### BRIEF A
In the forum thread below, reproduce the passage starting with "## Timmyjg6 (Jun" and going on through "soil and hydro.", substituting "space" for "resources".

### DOCUMENT TEXT
I personally prefer the indoor hydro setup with nutes. Its pretty easy to grow and the nug is pretty good too. 

I am yet to try the outdoor grow, but that will be after I master hydroponics.


----------



## gettinggray1964 (Jun 2, 2008)

i have to go with indoors!!! besides all of the obvious, like inviroment control, i can pull up a chair  unzipp my tent and through some flame on the bong and just watch hair and leaves swaying in my controld breeze:watchplant: :woohoo:


----------



## lyfr (Jun 6, 2008)

in my biased opinion...hydro all the way.  i very much anticipate the day i grow outdoors so i can continue this discussion with myself, my bro's, and two piles of smoke.  ive smoked some great, tasty outdoor(bein from northern ca.)...but i got to say the hydro around here beats it.  i was even able to get 1 crop that surpassed my best outdoor memory...using hydro..; however, due to the fact at least a small part of it is psycological,  i may be getting myself higher than i actually am:huh:


----------



## nikimadritista (Jun 9, 2008)

I've tried growing outdoors a few times and always failed... My first grow was eaten by some bugs... Second time eaten by goats... Third time Stolen a few weeks before harvest - three plants only but it was a big loss... My fourth outdoors attempt was busted - not the cops but people who didn't believe growing next to your workplace was a good idea (my managers) amazingly I didn't loose my Job.. Than a few more plant's EATEN by **** knows what... So I've come to the conclusion INDOORS rules! It's my first time growing at home and it finally seems I can have a harvest!!! 
There is a lot of room for improvement but i am satisfied considering the real low budget I've had on building my grow room... Not cheaper than outdoors but if you don't have your own garden where no one can enter - don't bother...
Cheers


----------



## Timmyjg6 (Jun 9, 2008)

I am not sure if any one has said this yet but if i had the money and resources i would grow in a big green house thats also got HID light in it with an AC, Humidity control, Co2 injection, a hybrid of soil and hydro.


----------



## fishcabo (Jun 14, 2008)

Remember one of the outdoor credos "5 hours of direct light a day keeps CAMP away.  6 to 8 hours per day gets you bigger buds but a more exposed plant is more likely to be spottedand ruin your day"


----------

### RECORDS
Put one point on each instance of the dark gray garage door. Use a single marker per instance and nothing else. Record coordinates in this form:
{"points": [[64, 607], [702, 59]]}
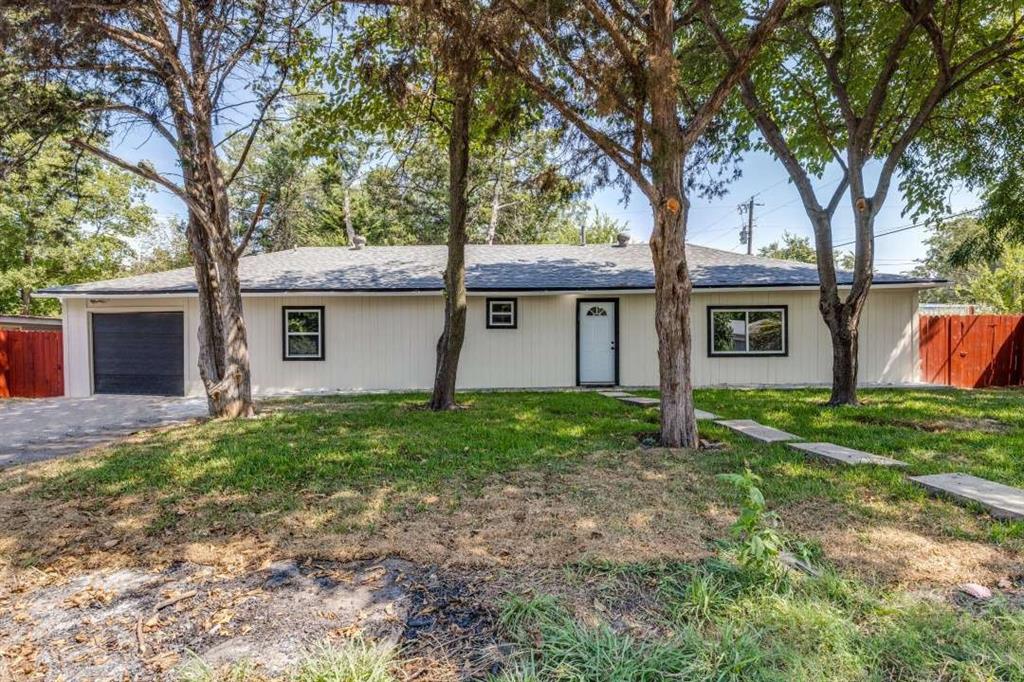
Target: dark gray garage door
{"points": [[138, 352]]}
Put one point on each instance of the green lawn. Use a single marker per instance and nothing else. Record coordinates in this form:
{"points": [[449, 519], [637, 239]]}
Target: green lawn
{"points": [[567, 467]]}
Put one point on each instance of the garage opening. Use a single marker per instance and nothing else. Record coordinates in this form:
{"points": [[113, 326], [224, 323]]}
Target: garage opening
{"points": [[140, 353]]}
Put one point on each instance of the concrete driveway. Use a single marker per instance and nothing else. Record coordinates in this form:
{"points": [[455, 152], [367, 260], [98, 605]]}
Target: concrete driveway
{"points": [[45, 428]]}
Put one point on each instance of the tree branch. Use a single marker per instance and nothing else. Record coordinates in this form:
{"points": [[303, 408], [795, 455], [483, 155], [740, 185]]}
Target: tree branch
{"points": [[252, 226]]}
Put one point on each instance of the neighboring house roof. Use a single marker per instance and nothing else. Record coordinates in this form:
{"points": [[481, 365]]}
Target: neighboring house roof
{"points": [[535, 267], [30, 323]]}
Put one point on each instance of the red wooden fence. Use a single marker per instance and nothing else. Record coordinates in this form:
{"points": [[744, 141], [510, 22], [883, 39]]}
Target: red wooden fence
{"points": [[972, 351], [31, 364]]}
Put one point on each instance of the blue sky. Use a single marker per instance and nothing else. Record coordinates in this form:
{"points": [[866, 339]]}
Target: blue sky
{"points": [[715, 223]]}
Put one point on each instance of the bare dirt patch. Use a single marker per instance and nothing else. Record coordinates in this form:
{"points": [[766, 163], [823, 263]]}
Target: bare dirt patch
{"points": [[643, 505], [145, 624]]}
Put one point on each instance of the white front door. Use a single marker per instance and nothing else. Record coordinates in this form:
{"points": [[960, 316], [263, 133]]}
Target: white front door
{"points": [[597, 341]]}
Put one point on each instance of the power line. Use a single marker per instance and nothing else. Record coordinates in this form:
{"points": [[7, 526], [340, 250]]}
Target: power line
{"points": [[903, 228]]}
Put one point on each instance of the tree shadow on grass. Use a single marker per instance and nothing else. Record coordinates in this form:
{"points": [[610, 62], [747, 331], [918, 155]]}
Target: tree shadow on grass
{"points": [[516, 479]]}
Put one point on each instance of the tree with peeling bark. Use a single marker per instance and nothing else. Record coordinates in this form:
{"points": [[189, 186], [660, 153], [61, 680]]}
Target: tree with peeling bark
{"points": [[185, 71], [639, 83], [855, 84]]}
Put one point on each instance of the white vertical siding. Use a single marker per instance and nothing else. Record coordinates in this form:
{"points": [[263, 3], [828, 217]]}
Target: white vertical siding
{"points": [[387, 342], [888, 341]]}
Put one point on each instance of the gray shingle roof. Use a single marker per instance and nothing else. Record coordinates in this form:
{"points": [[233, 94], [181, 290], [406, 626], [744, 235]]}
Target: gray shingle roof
{"points": [[536, 267]]}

### BRIEF B
Gather every line of the records above that contains the string "peeling", treating uppercase and lowercase as different.

### WRITTEN ANSWER A
## Timmyjg6 (Jun 9, 2008)

I am not sure if any one has said this yet but if i had the money and space i would grow in a big green house thats also got HID light in it with an AC, Humidity control, Co2 injection, a hybrid of soil and hydro.

### WRITTEN ANSWER B
Put one point on each instance of the tree with peeling bark. Use a single marker per instance and nothing else. Record coordinates in this form:
Target: tree with peeling bark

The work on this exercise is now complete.